* [Your goal]: Reproduce only the lines that run from the line with "Reviewer note: check that each instance of the covered" to the last line of the material, both ends included, exactly as they appear.

* [Records supplied]:
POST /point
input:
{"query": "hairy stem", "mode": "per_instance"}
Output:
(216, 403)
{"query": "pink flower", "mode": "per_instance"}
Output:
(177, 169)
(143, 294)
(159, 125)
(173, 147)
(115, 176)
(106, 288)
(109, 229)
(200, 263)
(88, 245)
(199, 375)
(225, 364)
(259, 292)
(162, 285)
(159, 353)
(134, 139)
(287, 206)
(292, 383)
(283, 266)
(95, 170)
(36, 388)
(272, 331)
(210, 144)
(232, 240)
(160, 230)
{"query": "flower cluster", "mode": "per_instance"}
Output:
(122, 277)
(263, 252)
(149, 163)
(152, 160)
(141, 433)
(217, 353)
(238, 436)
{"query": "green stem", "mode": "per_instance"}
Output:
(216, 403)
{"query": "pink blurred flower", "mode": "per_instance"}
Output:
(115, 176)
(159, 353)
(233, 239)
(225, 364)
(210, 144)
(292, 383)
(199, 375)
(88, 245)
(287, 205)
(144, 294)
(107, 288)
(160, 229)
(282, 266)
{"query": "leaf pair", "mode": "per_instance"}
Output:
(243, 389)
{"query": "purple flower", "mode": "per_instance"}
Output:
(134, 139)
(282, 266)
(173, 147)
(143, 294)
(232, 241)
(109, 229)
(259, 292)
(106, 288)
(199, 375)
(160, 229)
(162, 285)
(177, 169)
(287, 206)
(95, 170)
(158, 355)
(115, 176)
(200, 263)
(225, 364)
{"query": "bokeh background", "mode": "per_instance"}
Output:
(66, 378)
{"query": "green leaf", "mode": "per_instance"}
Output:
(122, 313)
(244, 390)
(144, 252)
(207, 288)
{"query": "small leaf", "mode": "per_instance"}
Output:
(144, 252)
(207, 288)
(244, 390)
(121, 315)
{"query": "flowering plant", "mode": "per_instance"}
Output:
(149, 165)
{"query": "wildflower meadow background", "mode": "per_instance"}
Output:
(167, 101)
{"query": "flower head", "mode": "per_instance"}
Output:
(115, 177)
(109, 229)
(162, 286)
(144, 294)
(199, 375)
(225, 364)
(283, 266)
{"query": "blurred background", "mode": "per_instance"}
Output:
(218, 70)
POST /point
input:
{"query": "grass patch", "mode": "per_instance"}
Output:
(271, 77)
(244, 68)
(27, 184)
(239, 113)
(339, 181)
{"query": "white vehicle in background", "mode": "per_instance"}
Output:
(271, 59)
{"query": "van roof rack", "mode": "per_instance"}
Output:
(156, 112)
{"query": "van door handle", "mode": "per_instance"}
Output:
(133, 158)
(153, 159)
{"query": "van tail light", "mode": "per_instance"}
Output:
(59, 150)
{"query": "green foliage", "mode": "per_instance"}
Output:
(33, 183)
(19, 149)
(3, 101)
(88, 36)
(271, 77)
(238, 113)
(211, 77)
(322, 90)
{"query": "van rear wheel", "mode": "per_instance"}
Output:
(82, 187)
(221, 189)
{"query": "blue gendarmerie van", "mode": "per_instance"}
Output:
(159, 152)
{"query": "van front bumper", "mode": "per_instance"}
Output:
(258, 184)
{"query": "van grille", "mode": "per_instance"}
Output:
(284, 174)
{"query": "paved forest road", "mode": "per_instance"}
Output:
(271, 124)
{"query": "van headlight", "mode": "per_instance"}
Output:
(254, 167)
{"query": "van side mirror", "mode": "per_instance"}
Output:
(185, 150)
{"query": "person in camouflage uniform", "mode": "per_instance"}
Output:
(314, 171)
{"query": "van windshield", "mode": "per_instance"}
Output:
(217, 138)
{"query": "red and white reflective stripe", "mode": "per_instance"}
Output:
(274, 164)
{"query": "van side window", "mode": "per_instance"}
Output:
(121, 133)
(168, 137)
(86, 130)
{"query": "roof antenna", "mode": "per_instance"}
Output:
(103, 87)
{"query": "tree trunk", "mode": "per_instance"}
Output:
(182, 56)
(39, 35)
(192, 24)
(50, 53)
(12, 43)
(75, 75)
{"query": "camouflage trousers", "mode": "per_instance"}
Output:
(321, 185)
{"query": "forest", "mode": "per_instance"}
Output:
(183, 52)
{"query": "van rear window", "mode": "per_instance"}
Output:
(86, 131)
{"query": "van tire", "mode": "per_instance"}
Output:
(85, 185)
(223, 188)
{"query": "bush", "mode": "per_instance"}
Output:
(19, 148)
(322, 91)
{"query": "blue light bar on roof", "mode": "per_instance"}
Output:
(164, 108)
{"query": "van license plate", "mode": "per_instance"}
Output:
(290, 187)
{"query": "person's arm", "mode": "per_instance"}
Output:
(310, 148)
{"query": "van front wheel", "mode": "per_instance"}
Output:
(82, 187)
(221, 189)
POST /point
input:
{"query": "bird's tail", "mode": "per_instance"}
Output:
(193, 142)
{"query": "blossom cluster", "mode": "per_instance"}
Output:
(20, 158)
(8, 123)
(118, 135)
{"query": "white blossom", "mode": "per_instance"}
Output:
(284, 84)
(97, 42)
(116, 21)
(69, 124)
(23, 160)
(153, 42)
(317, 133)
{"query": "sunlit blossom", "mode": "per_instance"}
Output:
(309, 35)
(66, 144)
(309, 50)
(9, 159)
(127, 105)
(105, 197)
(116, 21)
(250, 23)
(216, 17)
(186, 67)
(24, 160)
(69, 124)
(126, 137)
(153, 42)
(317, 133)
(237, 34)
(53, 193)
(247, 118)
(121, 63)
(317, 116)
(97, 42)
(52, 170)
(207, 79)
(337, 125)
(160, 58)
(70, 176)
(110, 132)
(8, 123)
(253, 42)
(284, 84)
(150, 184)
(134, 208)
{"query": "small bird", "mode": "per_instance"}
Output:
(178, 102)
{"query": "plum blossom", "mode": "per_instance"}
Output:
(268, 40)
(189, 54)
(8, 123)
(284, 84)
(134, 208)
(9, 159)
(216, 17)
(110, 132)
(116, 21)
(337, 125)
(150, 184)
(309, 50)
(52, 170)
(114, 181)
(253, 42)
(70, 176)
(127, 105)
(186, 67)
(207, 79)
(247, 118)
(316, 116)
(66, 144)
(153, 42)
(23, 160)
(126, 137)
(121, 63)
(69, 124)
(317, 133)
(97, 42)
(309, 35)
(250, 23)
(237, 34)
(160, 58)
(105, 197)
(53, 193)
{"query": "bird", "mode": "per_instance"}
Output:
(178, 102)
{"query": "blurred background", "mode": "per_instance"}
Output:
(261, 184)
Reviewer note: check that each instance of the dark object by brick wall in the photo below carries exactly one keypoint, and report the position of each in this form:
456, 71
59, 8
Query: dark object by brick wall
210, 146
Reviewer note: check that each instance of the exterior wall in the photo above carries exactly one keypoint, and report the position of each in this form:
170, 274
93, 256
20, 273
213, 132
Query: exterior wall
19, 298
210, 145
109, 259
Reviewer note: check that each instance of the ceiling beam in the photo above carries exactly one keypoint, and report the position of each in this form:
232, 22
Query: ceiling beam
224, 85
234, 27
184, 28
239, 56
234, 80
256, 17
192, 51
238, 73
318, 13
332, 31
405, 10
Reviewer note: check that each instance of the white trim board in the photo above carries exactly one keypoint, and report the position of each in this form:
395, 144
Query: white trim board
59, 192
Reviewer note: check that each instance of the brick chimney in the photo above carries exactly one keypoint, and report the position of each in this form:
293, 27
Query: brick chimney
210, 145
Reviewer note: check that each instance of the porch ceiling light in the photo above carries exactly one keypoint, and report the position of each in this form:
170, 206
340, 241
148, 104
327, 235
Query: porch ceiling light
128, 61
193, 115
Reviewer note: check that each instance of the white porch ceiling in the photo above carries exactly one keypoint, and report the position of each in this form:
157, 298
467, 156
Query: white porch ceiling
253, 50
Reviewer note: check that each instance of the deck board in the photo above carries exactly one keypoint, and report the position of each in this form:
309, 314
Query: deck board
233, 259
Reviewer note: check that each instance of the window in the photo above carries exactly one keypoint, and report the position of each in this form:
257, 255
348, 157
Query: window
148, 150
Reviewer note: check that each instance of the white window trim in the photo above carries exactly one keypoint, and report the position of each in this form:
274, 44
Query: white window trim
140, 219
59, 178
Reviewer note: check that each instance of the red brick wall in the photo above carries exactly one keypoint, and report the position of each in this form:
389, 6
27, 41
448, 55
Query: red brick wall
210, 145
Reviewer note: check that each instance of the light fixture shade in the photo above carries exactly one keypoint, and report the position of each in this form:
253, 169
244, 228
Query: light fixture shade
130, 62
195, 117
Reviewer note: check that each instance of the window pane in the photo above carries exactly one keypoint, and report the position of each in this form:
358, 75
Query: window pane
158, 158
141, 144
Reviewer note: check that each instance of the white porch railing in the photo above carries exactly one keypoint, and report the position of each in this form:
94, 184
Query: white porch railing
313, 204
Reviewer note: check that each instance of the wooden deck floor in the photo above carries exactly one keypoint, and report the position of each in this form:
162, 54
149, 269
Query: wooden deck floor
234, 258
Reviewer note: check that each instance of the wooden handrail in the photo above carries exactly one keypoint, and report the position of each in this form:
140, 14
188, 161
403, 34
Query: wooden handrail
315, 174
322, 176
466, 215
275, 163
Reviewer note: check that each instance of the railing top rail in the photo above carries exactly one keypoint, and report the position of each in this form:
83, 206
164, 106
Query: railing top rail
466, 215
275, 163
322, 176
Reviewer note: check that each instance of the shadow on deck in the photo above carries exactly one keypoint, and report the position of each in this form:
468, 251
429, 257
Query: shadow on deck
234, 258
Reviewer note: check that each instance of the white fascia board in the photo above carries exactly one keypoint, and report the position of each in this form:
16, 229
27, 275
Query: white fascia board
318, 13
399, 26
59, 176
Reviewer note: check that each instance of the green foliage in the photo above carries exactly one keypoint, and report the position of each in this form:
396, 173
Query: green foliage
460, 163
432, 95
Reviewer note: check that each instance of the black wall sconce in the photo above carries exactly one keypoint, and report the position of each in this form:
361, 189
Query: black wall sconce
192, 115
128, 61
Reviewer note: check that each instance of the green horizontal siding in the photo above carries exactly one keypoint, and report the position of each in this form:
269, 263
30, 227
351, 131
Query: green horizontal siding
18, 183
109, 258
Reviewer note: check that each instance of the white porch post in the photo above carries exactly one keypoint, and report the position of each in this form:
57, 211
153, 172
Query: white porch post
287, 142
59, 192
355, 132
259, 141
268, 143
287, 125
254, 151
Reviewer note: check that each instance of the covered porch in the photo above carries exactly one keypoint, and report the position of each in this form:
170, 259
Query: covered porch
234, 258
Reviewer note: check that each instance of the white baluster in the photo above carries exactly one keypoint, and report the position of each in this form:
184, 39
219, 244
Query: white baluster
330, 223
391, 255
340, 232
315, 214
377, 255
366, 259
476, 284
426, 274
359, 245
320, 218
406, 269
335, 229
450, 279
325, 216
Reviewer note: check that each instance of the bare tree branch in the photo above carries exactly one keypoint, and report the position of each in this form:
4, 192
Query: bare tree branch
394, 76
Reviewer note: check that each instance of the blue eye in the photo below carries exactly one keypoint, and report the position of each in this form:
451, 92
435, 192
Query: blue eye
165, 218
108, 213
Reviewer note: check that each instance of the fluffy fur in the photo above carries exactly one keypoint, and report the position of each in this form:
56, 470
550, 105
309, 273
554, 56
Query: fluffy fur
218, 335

* [Full solution]:
Reviewer note: check that each instance of the covered porch in the photo above carries exactly one keypoint, and report the position of each in this form:
170, 259
Query: covered porch
234, 258
Reviewer note: check that each instance of the white baluster in the photo above carries exactly one keypoint, and report the position of each in this form:
184, 39
219, 244
Query: white baluster
330, 223
391, 255
340, 232
315, 214
377, 255
366, 259
476, 284
426, 274
359, 245
320, 218
406, 269
335, 229
450, 279
325, 216
Reviewer note: check that each instance of the bare tree branch in the photo above carries exactly one keypoint, and report the position of each in this form:
4, 192
Query: bare tree branch
394, 76
Reviewer note: check that each instance of the blue eye in the photo below carries exactly one keypoint, and report the position of each in this form:
451, 92
435, 192
Query: blue eye
165, 218
108, 213
Reviewer note: check that each instance of the fluffy fur in the photo above carries exactly one keypoint, and report the position of each in this form:
56, 470
550, 105
309, 273
554, 56
Query: fluffy fur
218, 335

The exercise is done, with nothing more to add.